> _AIM_
Copy the entries below word for word, starting at the line that has "Target: dishwasher door handle" and stopping after the line that has "M429 324L569 369L567 199L429 198Z". Leave the pictures out of your copy.

> _ENTRIES PROVIDED_
****************************************

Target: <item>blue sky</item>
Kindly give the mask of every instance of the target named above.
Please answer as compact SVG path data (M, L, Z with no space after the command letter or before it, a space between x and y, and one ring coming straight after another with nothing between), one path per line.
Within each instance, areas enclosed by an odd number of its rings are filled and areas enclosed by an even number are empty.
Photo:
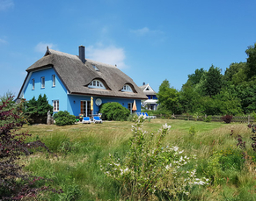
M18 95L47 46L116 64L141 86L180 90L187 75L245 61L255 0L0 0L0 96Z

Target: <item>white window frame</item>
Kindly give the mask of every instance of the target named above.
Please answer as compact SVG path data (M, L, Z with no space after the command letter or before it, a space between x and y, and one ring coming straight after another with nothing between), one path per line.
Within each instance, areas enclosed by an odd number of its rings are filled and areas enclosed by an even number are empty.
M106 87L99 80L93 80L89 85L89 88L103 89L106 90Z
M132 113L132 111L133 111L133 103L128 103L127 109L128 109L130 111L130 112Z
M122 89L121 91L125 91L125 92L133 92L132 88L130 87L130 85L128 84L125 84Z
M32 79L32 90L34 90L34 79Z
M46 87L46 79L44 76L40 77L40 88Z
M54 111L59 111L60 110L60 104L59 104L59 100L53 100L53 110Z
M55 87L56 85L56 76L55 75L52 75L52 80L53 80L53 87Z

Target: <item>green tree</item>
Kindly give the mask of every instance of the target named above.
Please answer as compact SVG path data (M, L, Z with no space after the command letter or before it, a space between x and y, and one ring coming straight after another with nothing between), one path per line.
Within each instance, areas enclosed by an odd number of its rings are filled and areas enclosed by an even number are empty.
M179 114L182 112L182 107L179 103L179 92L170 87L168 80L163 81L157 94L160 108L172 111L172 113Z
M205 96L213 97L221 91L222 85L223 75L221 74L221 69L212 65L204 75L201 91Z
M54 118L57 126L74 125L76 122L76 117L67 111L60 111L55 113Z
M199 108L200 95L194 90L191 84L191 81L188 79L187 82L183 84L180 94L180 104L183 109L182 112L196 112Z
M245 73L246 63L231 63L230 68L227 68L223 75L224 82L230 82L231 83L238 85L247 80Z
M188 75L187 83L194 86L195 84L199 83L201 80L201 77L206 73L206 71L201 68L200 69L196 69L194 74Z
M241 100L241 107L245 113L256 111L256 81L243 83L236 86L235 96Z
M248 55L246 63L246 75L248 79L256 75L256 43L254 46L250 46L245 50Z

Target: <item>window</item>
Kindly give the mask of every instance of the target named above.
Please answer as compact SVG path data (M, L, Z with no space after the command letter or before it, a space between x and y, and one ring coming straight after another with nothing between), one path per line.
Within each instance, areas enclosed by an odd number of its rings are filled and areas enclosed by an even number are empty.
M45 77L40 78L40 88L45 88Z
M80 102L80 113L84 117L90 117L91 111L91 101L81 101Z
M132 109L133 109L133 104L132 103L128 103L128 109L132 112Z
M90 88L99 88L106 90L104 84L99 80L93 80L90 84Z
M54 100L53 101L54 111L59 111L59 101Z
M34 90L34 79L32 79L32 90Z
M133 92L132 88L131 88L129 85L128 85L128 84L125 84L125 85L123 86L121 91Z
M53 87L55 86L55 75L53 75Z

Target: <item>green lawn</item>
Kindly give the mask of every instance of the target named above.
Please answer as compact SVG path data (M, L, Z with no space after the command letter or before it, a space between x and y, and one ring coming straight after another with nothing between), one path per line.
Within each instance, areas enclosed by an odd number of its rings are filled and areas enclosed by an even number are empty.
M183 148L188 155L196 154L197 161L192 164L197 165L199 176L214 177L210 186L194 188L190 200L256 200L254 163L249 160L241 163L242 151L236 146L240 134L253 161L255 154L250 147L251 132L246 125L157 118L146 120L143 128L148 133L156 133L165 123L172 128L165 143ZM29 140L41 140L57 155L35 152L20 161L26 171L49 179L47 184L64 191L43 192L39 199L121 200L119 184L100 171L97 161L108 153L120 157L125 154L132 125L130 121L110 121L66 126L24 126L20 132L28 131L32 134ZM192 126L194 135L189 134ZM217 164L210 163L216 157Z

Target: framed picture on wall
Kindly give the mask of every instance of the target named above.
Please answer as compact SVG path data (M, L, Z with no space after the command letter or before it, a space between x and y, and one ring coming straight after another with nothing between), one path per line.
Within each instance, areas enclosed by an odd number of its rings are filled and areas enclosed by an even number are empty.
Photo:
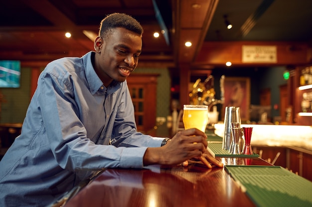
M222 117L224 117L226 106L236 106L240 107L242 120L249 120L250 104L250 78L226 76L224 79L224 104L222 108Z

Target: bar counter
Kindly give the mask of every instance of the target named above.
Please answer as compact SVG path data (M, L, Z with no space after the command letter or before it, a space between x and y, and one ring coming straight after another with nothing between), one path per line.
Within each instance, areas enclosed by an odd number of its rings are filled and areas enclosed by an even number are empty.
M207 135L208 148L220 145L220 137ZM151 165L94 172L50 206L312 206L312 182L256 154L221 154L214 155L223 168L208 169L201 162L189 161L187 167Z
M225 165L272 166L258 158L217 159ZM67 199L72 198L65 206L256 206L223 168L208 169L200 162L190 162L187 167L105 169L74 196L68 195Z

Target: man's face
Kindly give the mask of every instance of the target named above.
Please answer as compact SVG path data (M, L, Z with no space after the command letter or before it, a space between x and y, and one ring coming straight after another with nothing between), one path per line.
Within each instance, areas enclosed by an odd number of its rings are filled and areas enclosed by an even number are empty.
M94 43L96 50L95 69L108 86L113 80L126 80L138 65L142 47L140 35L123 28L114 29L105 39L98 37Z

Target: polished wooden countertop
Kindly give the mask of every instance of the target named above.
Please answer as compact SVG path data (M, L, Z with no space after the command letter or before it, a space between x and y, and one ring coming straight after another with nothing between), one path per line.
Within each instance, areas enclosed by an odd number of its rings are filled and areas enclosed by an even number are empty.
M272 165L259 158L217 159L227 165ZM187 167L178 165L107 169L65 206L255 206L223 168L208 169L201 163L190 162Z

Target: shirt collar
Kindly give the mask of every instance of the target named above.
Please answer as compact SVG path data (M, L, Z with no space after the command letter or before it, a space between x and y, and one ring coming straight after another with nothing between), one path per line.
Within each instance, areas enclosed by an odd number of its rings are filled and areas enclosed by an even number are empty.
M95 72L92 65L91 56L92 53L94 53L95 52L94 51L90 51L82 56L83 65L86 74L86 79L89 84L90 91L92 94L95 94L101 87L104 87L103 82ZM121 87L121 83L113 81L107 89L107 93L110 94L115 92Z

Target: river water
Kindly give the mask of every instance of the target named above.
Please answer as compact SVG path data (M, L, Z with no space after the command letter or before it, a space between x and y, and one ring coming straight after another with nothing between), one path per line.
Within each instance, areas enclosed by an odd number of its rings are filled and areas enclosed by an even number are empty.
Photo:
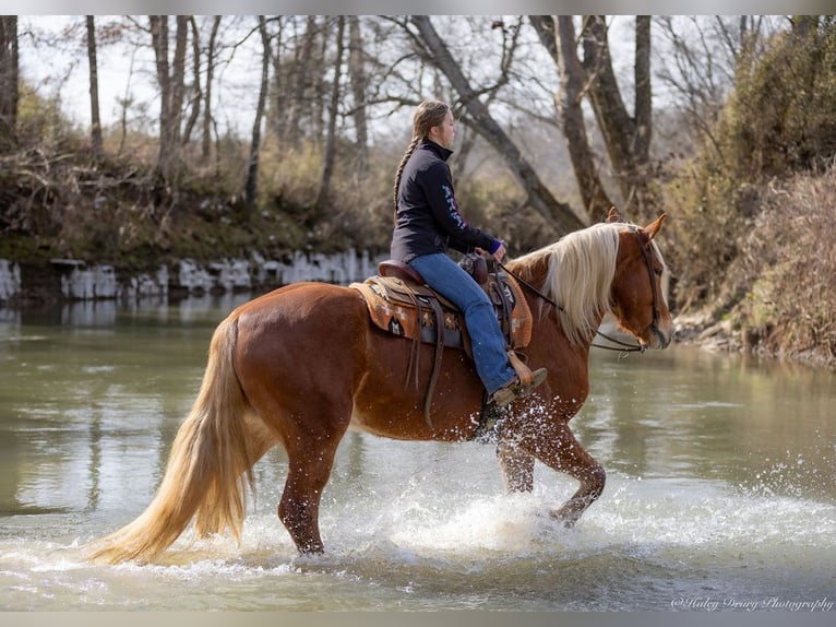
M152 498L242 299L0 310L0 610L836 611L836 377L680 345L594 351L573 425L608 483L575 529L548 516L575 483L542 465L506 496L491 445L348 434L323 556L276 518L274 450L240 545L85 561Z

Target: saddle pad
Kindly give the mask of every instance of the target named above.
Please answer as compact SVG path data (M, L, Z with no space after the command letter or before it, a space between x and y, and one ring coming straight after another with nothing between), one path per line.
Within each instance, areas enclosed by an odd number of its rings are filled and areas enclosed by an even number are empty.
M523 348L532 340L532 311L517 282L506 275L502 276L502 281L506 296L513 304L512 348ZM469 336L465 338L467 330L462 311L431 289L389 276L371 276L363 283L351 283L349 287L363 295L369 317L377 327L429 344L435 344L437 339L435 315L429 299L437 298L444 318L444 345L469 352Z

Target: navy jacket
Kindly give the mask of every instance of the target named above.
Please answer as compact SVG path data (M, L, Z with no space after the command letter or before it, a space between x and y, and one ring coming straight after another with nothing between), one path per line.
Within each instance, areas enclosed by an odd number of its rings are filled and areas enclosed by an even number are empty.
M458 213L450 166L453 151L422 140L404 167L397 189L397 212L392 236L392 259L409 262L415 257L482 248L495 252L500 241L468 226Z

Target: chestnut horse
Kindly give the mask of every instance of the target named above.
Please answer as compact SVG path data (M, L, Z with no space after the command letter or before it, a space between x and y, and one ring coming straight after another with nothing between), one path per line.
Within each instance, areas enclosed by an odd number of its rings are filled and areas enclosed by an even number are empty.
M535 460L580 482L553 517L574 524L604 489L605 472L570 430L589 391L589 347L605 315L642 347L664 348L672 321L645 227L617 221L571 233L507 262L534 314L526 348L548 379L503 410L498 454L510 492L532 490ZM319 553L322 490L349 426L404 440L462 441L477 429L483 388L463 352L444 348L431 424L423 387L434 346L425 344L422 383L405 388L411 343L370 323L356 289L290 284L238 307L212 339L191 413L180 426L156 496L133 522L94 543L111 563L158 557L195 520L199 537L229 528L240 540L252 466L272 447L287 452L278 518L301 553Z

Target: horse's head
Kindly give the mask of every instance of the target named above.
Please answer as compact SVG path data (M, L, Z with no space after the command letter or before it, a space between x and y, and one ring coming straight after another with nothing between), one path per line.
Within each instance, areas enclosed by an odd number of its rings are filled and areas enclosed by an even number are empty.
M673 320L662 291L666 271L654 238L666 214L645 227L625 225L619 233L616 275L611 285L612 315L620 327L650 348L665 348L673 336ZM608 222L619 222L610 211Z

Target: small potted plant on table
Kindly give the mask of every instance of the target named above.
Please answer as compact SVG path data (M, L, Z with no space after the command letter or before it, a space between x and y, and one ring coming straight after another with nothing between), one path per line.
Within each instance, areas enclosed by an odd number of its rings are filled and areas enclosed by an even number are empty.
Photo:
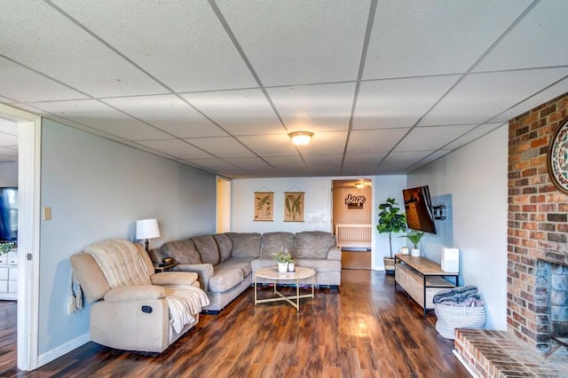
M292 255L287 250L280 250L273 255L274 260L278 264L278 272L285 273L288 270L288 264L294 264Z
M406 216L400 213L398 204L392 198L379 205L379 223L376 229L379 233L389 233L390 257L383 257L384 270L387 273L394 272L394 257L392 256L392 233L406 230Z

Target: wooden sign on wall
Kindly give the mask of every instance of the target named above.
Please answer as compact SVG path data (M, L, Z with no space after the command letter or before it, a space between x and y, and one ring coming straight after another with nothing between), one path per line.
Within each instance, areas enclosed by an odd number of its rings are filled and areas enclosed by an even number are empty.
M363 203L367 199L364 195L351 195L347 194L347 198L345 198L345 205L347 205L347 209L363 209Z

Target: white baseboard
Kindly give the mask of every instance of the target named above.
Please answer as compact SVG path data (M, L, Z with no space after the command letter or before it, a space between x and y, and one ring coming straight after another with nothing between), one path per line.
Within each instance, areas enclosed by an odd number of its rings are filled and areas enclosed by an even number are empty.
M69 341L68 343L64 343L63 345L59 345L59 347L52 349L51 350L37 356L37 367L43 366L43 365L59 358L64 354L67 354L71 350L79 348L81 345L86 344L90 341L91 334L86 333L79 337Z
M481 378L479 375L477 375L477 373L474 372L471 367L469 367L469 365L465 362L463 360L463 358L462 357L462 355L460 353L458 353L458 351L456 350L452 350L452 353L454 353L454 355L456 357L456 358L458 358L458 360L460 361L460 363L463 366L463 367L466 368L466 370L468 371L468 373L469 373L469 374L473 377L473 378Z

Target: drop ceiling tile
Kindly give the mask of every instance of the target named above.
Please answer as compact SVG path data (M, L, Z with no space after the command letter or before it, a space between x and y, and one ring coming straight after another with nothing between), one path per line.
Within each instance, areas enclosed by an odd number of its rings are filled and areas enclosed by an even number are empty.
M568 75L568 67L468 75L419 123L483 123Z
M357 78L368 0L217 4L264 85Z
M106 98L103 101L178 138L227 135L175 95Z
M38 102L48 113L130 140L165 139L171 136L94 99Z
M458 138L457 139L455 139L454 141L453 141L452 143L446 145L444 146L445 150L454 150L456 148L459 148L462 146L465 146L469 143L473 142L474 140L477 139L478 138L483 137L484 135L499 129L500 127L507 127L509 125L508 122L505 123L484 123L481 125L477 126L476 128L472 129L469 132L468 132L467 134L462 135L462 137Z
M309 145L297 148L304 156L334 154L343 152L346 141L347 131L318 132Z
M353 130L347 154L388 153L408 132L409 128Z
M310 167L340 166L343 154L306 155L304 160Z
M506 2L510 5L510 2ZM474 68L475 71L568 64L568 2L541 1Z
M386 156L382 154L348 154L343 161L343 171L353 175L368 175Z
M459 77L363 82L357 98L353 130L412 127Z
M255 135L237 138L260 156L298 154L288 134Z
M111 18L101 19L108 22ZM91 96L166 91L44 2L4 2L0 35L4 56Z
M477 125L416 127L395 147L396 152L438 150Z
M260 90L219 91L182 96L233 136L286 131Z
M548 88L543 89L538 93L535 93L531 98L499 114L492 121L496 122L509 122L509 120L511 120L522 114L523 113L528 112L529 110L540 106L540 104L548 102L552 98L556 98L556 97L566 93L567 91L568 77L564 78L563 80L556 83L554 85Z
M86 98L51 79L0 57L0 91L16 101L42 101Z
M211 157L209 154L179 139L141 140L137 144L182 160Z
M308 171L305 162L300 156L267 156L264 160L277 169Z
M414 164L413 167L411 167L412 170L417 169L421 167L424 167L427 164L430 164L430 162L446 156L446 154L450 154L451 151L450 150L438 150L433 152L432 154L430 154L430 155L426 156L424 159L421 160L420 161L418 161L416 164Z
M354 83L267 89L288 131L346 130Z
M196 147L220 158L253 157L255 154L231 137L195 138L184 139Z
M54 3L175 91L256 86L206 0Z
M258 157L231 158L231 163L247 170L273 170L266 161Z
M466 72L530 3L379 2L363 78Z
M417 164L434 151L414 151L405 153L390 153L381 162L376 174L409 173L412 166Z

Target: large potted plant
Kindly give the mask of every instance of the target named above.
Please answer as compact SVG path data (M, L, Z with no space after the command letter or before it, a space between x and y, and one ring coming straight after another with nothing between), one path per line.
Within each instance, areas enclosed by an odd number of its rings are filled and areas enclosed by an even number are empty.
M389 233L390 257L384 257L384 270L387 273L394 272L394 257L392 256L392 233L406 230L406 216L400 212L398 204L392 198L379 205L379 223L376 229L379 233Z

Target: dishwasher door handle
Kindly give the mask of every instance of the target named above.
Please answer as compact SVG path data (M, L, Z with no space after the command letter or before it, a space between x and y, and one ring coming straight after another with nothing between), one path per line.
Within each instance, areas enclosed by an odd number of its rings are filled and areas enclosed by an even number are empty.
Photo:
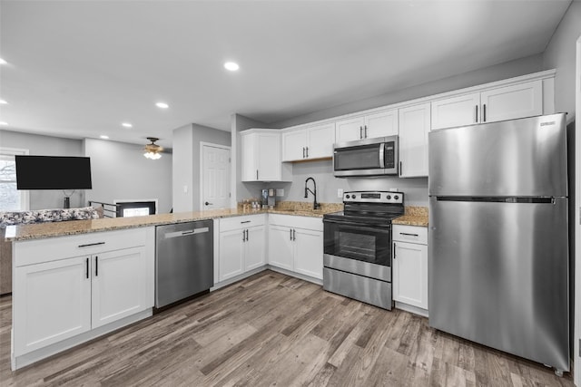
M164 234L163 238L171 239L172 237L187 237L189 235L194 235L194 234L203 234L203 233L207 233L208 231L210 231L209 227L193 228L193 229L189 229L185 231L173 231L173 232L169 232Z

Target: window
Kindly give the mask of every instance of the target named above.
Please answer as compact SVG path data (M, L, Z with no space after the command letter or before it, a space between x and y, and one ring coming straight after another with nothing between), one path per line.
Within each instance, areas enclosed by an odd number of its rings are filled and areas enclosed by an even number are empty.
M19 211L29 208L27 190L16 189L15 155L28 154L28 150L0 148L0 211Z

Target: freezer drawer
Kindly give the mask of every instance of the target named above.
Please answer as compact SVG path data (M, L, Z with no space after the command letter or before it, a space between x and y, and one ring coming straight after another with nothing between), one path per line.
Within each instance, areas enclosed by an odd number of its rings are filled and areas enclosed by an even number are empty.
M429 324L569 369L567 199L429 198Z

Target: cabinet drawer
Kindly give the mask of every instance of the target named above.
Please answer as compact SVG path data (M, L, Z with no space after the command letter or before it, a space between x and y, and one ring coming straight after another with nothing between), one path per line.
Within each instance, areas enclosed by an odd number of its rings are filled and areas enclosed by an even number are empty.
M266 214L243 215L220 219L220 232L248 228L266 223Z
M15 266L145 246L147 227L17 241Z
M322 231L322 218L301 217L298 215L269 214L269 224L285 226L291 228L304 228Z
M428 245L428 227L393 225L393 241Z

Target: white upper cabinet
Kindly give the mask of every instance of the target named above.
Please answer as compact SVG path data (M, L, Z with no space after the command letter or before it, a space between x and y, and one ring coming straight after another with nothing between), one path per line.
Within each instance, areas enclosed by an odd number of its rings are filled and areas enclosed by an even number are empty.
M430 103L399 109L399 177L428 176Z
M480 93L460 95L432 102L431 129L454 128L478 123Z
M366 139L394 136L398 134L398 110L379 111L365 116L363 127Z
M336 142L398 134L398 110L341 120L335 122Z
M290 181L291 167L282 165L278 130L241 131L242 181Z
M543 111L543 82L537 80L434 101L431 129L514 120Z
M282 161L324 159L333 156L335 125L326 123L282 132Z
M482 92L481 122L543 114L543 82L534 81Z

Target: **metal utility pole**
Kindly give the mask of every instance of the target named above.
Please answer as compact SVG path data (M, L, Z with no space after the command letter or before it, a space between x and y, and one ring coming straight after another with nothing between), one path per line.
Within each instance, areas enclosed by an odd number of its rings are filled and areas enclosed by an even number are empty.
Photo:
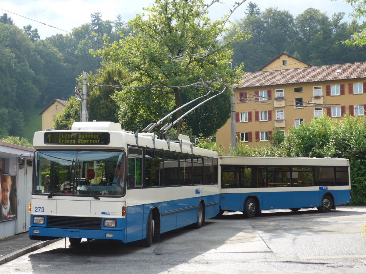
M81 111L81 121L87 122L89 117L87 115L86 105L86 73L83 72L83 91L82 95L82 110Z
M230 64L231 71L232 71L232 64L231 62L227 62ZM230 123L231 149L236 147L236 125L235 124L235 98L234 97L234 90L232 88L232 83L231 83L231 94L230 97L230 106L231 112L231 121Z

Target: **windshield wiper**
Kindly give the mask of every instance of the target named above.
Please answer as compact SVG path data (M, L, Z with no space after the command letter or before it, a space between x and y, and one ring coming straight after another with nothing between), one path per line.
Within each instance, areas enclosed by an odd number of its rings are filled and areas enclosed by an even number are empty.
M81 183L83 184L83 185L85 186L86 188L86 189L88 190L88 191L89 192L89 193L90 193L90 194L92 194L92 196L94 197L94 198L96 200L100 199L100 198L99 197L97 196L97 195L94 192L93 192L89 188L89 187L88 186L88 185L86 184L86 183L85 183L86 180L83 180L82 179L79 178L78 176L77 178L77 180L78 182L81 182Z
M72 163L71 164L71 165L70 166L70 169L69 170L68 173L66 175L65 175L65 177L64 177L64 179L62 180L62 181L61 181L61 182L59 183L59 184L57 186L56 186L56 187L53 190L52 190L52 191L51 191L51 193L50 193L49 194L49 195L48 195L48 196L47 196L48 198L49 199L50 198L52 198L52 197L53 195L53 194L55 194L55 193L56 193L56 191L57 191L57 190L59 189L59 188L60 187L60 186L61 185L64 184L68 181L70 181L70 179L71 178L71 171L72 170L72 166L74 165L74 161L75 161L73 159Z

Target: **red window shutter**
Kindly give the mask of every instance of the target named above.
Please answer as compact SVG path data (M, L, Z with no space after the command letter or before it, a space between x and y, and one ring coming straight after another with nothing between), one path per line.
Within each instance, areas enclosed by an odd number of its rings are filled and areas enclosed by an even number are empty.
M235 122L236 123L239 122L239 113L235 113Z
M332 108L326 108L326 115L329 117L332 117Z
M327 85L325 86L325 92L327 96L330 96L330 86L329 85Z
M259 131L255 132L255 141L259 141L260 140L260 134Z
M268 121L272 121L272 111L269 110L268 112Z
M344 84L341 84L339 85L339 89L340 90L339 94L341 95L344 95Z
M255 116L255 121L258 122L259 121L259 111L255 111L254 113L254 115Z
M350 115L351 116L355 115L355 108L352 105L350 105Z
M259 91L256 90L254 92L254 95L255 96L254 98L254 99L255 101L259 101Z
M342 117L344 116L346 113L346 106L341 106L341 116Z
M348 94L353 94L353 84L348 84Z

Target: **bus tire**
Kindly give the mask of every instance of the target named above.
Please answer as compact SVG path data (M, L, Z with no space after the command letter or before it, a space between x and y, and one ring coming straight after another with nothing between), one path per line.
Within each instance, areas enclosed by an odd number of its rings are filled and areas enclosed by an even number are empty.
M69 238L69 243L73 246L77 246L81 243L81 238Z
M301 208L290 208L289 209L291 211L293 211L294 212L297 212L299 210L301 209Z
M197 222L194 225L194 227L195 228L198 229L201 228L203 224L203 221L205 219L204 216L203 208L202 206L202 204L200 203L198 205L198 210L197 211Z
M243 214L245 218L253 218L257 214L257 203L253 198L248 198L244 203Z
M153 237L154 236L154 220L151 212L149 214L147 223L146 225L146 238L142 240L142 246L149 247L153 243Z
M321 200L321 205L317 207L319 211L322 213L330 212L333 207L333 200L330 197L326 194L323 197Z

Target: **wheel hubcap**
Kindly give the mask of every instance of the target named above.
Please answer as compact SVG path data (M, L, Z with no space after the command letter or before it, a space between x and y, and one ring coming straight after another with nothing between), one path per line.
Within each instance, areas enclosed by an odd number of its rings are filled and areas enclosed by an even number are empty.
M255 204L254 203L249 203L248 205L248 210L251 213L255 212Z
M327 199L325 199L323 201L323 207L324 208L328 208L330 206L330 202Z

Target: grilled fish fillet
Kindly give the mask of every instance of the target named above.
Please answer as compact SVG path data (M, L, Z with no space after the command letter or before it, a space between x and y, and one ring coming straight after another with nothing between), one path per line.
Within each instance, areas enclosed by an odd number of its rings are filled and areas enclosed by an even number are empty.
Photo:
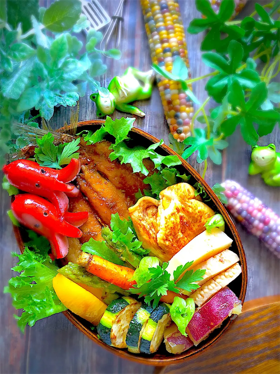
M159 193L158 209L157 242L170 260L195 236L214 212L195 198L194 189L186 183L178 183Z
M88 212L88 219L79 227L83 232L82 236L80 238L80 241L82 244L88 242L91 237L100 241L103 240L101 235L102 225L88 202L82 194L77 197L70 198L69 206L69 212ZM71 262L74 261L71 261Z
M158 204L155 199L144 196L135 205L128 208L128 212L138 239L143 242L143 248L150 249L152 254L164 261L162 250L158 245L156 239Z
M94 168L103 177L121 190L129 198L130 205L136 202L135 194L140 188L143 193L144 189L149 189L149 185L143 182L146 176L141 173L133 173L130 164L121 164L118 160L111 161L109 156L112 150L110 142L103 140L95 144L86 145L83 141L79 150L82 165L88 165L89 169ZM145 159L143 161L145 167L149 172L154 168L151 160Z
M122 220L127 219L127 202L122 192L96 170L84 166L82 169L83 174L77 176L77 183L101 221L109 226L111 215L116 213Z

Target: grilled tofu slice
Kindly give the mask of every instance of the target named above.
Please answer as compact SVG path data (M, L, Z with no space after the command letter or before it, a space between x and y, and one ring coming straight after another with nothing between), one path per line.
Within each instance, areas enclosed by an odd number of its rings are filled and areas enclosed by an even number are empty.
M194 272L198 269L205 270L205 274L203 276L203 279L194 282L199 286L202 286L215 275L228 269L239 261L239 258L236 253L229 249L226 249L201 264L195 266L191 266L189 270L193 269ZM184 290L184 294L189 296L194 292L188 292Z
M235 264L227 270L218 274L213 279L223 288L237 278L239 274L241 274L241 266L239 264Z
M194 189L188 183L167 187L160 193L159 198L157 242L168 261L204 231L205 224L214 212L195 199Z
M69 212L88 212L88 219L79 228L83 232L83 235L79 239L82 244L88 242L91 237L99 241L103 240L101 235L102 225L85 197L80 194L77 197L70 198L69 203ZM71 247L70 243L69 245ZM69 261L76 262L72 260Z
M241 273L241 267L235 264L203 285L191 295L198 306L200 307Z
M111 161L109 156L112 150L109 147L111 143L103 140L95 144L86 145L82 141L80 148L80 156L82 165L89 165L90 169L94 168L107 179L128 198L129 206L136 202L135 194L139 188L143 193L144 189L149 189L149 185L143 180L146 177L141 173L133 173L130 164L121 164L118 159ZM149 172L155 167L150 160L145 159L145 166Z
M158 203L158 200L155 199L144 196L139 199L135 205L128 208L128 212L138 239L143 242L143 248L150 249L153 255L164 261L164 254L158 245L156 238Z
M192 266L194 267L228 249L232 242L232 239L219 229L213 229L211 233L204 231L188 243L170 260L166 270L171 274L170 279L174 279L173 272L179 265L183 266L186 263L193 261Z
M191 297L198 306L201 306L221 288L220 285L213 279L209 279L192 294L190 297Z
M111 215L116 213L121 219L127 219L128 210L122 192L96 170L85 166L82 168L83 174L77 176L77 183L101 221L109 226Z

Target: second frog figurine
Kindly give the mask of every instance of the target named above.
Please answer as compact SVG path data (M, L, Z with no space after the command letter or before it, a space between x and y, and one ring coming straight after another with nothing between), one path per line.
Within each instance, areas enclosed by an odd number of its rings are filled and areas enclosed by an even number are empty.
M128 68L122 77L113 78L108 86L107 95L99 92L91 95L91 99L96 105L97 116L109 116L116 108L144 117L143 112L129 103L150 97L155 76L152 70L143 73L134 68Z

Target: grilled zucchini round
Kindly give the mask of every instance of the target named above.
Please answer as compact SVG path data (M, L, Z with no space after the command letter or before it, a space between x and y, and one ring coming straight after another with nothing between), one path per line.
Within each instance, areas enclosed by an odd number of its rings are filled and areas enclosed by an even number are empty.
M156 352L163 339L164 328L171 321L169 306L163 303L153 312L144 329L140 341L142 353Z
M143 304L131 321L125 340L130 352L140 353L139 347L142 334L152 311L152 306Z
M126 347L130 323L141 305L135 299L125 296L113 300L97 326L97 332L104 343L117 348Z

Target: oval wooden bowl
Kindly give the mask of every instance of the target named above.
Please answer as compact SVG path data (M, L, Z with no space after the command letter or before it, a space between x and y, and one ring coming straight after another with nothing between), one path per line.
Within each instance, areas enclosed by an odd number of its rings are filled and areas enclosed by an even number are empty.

****************************************

> _COMPLETE RESPONSE_
Target: dishwasher door handle
Kindly give the mask of every instance of the target named above.
Please answer as compact SVG path data (M, L, Z with no space after the command letter or before it, a space between x and y, and one ring coming straight after another with nothing between), one path per line.
Within each instance, areas enclosed by an odd number of its rings are filled and areas enclosed by an even number are empty.
Photo:
M164 234L163 238L171 239L172 237L187 237L189 235L194 235L194 234L203 234L203 233L207 233L208 231L210 231L209 227L193 228L193 229L189 229L185 231L173 231L173 232L169 232Z

Target: window
Kindly give the mask of every instance of the target named above.
Please answer as compact SVG path data (M, L, Z with no space after the command letter or before it, a space between x and y, and one ring coming straight after another with nothing between), one path per line.
Within each instance, areas enclosed by an odd number of its rings are filled and areas enclosed by an even number are empty.
M19 211L29 208L27 190L16 189L15 155L28 154L28 150L0 148L0 211Z

Target: freezer drawer
Kindly give the mask of every instance of the target named above.
Please answer as compact SVG path data (M, L, Z with no space after the command letter or before it, a space between x and y, and one ring coming straight after another with nothing between), one path per line.
Within each instance, areas enclosed by an odd number of its rings are filled and areas enclosed by an even number are empty.
M429 324L569 369L567 199L429 198Z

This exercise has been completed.